* begin *

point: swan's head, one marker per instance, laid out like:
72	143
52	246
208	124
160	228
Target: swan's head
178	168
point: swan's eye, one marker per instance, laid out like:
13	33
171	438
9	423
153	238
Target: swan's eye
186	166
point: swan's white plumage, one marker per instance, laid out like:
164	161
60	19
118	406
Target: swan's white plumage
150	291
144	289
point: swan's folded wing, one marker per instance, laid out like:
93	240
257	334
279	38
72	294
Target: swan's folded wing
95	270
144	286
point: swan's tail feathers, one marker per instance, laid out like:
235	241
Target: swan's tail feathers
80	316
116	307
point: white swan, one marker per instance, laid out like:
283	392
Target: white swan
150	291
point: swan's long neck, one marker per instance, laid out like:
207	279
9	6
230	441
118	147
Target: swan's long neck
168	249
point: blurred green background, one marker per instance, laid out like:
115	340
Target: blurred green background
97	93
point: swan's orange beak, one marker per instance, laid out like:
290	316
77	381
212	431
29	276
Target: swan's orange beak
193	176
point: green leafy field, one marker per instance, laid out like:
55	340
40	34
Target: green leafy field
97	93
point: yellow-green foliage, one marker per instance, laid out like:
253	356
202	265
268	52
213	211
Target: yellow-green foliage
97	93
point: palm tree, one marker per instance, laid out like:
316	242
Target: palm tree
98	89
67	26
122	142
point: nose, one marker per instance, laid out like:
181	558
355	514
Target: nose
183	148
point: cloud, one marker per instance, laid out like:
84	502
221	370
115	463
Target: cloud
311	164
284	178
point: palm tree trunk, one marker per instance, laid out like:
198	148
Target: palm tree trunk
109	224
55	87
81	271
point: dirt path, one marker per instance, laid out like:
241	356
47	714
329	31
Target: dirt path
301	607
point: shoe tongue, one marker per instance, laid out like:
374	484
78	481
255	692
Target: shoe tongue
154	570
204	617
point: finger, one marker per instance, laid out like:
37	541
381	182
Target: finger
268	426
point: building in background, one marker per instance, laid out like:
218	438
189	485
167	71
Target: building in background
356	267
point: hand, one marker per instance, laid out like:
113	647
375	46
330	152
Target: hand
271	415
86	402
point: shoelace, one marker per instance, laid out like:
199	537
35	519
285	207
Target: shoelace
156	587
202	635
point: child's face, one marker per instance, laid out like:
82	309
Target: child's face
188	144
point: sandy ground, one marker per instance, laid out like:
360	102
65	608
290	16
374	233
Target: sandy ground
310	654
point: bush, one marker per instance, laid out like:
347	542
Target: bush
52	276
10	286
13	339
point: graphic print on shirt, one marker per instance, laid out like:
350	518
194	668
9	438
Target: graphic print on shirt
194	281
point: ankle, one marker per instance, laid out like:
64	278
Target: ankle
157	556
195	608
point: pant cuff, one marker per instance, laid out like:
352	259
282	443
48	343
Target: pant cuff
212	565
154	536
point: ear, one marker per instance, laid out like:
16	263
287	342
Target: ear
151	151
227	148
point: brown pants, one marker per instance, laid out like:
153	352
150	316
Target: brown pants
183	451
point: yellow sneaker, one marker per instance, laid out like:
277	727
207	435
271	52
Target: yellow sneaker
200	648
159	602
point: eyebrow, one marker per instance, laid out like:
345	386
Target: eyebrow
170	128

* end *

*Problem details*
Copy all of the data exactly.

*Solution to this problem*
point: swan's head, one marker per instance, laid out like:
72	143
52	246
208	124
160	228
Target: swan's head
178	168
point: swan's eye, one marker per instance, laid out like:
13	33
171	438
9	423
153	238
Target: swan's eye
186	166
point: swan's white plumage, one marker per instance, laid out like:
164	161
60	19
118	406
Target: swan's white plumage
150	291
144	289
point: swan's folded wing, one marker per instance, laid out like:
93	240
257	334
279	38
72	294
Target: swan's folded wing
95	270
144	286
point: swan's tail feathers, one marker per instance, laid out like:
235	241
Target: swan's tail feathers
80	316
116	307
point: white swan, one marker per instance, laid out like:
283	392
Target: white swan
150	291
point: swan's long neck, one marker per instance, laid out like:
207	279
9	6
230	441
118	147
Target: swan's long neck
168	249
point: blurred green background, one marker per instance, laid out like:
115	340
Target: blurred green background
97	93
point: swan's orange beak, one marker per instance, laid out like:
290	316
77	381
212	431
29	276
Target: swan's orange beak
193	176
point: green leafy field, one marker per instance, laid out like:
55	340
40	34
Target: green leafy field
97	93
point: yellow-green foliage, one marker per instance, laid out like:
253	356
202	265
268	52
213	211
Target: yellow-green foliage
97	93
point: palm tree, one marker per instance, laid out like:
316	242
Target: palm tree
98	89
67	26
122	142
point: nose, one marker per instance, laid out like:
181	558
355	514
Target: nose
183	148
point: cloud, one marker per instance, laid out like:
84	502
221	370
115	463
Target: cloud
311	164
284	178
point: palm tree trunk, one marker per instance, laid out like:
198	148
Target: palm tree trunk
109	224
55	87
81	271
point: dirt path, one marker per instance, laid out like:
241	356
47	714
329	31
Target: dirt path
301	607
point: shoe tongue, one marker per instance, laid out like:
374	484
78	481
255	692
Target: shoe tongue
154	570
204	617
point: finger, one marker per instance, laid out like:
37	541
381	182
Target: finger
268	426
point: building in background, one marker per instance, laid out like:
218	438
189	485
167	71
Target: building in background
356	267
point: hand, one marker per instance, laid out like:
113	647
375	46
330	152
Target: hand
271	415
86	402
point: shoelace, one marker per instance, laid out like:
199	537
35	519
285	207
Target: shoelace
156	587
202	635
point: child's face, one marker per instance, laid out like:
82	309
Target: child's face
188	144
point: sandy ground, one marker per instance, laid out like:
360	102
65	608
290	16
374	233
Target: sandy ground
310	654
point: bush, one marker per instance, laid out like:
347	542
Target: bush
52	276
10	286
13	339
point: graphic print on shirt, one marker per instance, laid out like:
350	518
194	668
9	438
Target: graphic print on shirt
194	281
point: ankle, one marker per instance, laid out like:
64	278
Target: ankle
157	556
195	608
point: pant cuff, one marker per instance, laid out like:
352	259
282	443
48	343
Target: pant cuff
212	565
154	536
point: ear, one marker per instance, laid out like:
16	263
287	342
Target: ear
151	151
227	148
point: brown pants, one marker per instance, laid out like:
153	352
150	316
Target: brown pants
183	451
point: yellow sneaker, one marker per instance, laid out like:
277	727
207	435
271	52
Target: yellow sneaker
200	648
159	602
point: eyebrow, one marker per instance, laid out like:
345	386
Target: eyebrow
170	128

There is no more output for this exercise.